> **To be done**:
a. Can you quote the thread between "## Jackie from" and "(Apr 18, 2015)", inclusive?
b. How would you translate this sentence from the thread into Spanish: "I am taking Daisy to the vet in about an hour."
c. According to the thread, how soon was rebel926 taking Daisy to the vet?

> **Page**:
Glad to hear about your vet visit. Daisy is lucky to have you as a mom .


----------



## Molly120213 (Jan 22, 2014)

Glad to hear she is ok. Hope her boo boo heals quickly!


----------



## Jackie from Concrete WA (Mar 23, 2015)

Glad to hear all is well. Don't feel too guilty! Sounds like she didn't even know!


----------



## bubarkanpssi (Apr 18, 2015)

rebel926 said:


> Thank you all for you comforting words. I am taking Daisy to the vet in about an hour. Will let you know how we make out.
> 
> 
> 
> ...


 good luck Rebel


----------



## lfung5 (Jun 30, 2007)

I am glad she is ok!!! I almost cut Scudder's penis one time! Thanks God I didn't but I can see how it happens.


----------



## Heather's (Jun 18, 2012)

Good to hear Daisy is doing well. Accidents happen... I sliced my own finger and had to have sutures:biggrin1:


----------



## MiasMomma (Jun 14, 2015)

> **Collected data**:

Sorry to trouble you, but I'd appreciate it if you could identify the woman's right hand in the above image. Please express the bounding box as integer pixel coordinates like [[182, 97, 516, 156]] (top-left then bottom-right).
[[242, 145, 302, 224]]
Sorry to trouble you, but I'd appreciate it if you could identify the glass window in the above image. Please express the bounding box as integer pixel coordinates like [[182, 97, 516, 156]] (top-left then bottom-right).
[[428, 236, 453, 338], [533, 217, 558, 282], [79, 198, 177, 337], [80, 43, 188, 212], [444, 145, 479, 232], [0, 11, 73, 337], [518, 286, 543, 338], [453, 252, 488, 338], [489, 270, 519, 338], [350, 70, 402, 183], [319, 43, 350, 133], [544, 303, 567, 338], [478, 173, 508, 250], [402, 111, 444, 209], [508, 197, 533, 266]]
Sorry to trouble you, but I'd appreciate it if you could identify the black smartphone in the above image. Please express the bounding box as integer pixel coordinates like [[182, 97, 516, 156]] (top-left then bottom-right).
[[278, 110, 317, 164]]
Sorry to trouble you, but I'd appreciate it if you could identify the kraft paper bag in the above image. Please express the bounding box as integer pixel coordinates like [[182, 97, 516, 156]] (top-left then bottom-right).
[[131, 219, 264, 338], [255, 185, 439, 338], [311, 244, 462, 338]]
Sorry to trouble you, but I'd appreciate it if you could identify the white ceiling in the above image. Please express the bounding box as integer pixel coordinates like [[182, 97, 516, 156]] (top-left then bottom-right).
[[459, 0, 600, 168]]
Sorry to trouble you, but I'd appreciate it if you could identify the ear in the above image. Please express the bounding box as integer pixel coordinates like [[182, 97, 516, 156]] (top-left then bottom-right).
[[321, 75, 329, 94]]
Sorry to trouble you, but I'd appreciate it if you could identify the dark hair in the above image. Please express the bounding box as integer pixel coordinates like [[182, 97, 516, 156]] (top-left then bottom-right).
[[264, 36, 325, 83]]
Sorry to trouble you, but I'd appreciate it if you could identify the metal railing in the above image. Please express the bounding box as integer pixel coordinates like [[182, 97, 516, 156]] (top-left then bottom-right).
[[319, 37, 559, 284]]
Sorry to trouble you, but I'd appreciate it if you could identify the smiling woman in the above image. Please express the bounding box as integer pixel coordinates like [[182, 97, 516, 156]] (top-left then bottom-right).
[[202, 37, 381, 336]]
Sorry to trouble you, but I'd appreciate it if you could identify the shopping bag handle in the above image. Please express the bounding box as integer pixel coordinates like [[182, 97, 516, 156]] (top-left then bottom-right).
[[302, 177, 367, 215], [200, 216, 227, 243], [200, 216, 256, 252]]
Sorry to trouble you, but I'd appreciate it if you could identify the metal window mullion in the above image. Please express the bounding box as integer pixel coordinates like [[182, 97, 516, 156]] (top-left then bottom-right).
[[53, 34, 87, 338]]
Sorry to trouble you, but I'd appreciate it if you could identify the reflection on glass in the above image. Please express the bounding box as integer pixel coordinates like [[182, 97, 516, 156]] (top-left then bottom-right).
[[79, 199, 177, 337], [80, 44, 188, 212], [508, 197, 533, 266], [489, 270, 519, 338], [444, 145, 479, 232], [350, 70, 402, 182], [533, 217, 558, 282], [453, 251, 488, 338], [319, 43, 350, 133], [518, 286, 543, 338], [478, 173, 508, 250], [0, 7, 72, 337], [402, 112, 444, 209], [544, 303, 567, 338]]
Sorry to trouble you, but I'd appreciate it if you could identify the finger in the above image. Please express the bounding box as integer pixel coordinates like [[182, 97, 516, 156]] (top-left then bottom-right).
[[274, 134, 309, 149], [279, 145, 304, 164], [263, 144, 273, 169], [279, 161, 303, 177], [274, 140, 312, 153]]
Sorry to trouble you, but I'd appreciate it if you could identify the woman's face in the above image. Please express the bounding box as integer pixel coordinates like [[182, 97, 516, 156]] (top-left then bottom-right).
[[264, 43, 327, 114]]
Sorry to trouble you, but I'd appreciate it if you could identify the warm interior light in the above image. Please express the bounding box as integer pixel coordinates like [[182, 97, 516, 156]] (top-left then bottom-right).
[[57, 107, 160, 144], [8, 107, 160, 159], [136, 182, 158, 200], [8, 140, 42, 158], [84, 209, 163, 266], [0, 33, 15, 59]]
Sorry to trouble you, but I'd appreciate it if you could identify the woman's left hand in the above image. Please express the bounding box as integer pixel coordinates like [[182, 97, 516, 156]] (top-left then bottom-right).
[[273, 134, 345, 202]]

> **Answers given**:
a.
## Jackie from Concrete WA (Mar 23, 2015)

Glad to hear all is well. Don't feel too guilty! Sounds like she didn't even know!


----------



## bubarkanpssi (Apr 18, 2015)

b. Voy a llevar a Daisy al veterinario en aproximadamente una hora.

c. In about an hour.